Work to do:
A – In the forum thread about transcribing Bengali audio, how much free use of Adobe's Enhanced Speech software does one get?
B – Carry on the forum thread about transcribing Bengali audio, picking up after its final sentence.

ScriptTiger commented 6 months ago

Detected language: ms (0.15) in first 30s of audio...

The language being detected and used is Malay, not Bengali. You will need to force it to use Bengali.

Try this line instead:

!python diarize_parallel.py --whisper-model large-v3 --language bn --batch_size 0 -a “$audioFile”

MHA11 commented 6 months ago

I started the process from the beginning again. Same thing except this time the Step 3 code result is way shorter. 23

ScriptTiger commented 6 months ago

@MHA11 Can you change the permissions on the audio file you linked so "anyone with the link" has "view" permissions?

MHA11 commented 6 months ago

Done.

ScriptTiger commented 6 months ago

Now idk anything about programming so please keep that in mind. I’ve been at this for 2 days. On Reddit a kind gentleman recommended changing this line:

!python diarize_parallel.py --whisper-model large-v3 -a “$audioFile”

To this line:

!python diarize_parallel.py --whisper-model large-v3 --batch_size 0 -a “$audioFile”

@MHA11 My apologies, I didn't catch it before, but "--batchsize" should actually be "--batch-size", so a hyphen ("-") and not an underscore (""). Sorry about that. I just tested it and it works fine.

!python diarize_parallel.py --whisper-model large-v3 --language bn --batch-size 0 -a "$audioFile"

MHA11 commented 6 months ago

No need to apologize, thank you it finally worked! A few points:

The subtitles are not distributed like the other Whisper method. It shows 00:00:01,020 --> 00:08:36,370 and then just a wall of text.

The voice to text recognition is still bad. Not catching a certain sound is perfectly understandable but I feel like it's just making things up. A blue shirt man was never mentioned. Although everything is wrong it is in it's own disturbing way...coherent. Not that it made sense but that it was following a theme. In my last attempt using an enhanced file the conversation was so dark I felt I was reading a thriller novel.

After finishing the original file I did a 2nd attempt with a more 'clean' file. I removed as much extra noise as possible (pots and pans, hmms...etc) The result was mostly the same.

After that I went on Adobes Enhanced Speech software. You get an hour/day for free. The result of the enhancement was mediocre and the Whisper result was even worse.

Is this the end of the line? Are there any settings or something I can do to get better results? Or is it like you said a niche language the AI isn't trained on? I'm not expecting stellar results but this was just sad. I wish it was close enough to make the file searchable.

ScriptTiger commented 6 months ago

The subtitles are not distributed like the other Whisper method. It shows 00:00:01,020 --> 00:08:36,370 and then just a wall of text.

There is some kind of issue where it can't accurately timestamp Bengali, that's why you need to use the "batch-size" argument to basically disable timestamps to get it to work at all. It's basically not trained enough to where it can accurately detect the beginning and ending of certain words and phrases. This may or may not be due to the way Bengali conjugates words and changes base words to other forms, but I can't say for sure since I don't personally know Bengali.

Given data:
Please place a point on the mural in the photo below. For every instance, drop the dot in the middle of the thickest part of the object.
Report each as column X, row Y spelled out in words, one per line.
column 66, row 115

Results:
A – An hour per day.

B –
The voice to text recognition is still bad. Not catching a certain sound is perfectly understandable but I feel like it's just making things up. A blue shirt man was never mentioned. Although everything is wrong it is in it's own disturbing way...coherent. Not that it made sense but that it was following a theme. In my last attempt using an enhanced file the conversation was so dark I felt I was reading a thriller novel.

This is actually a common problem with all generative AI known as "hallucinations." Basically, if it can't 100% interpret the data, it just tries to fill in the gaps with whatever it thinks is the closest thing that might make sense, based on what it's learned in its model. In my work as an audio engineer, these hallucinations take the form of random audio "artifacts," which are just completely random sounds which were not in the original audio. You may have run into such artifacts when you tried using Adobe Podcast Enhance Speech.

After finishing the original file I did a 2nd attempt with a more 'clean' file. I removed as much extra noise as possible (pots and pans, hmms...etc) The result was mostly the same.

After that I went on Adobes Enhanced Speech software. You get an hour/day for free. The result of the enhancement was mediocre and the Whisper result was even worse.

These extra steps you took are mostly unnecessary. The project already attempts to process every file through demucs first, which is an audio separation tool which isolates the vocals, and then that new vocals track is what's used to transcribe, not actually the original audio file. However, sometimes demucs fails, in which case the original audio is used instead.

Is this the end of the line? Are there any settings or something I can do to get better results? Or is it like you said a niche language the AI isn't trained on? I'm not expecting stellar results but this was just sad. I wish it was close enough to make the file searchable.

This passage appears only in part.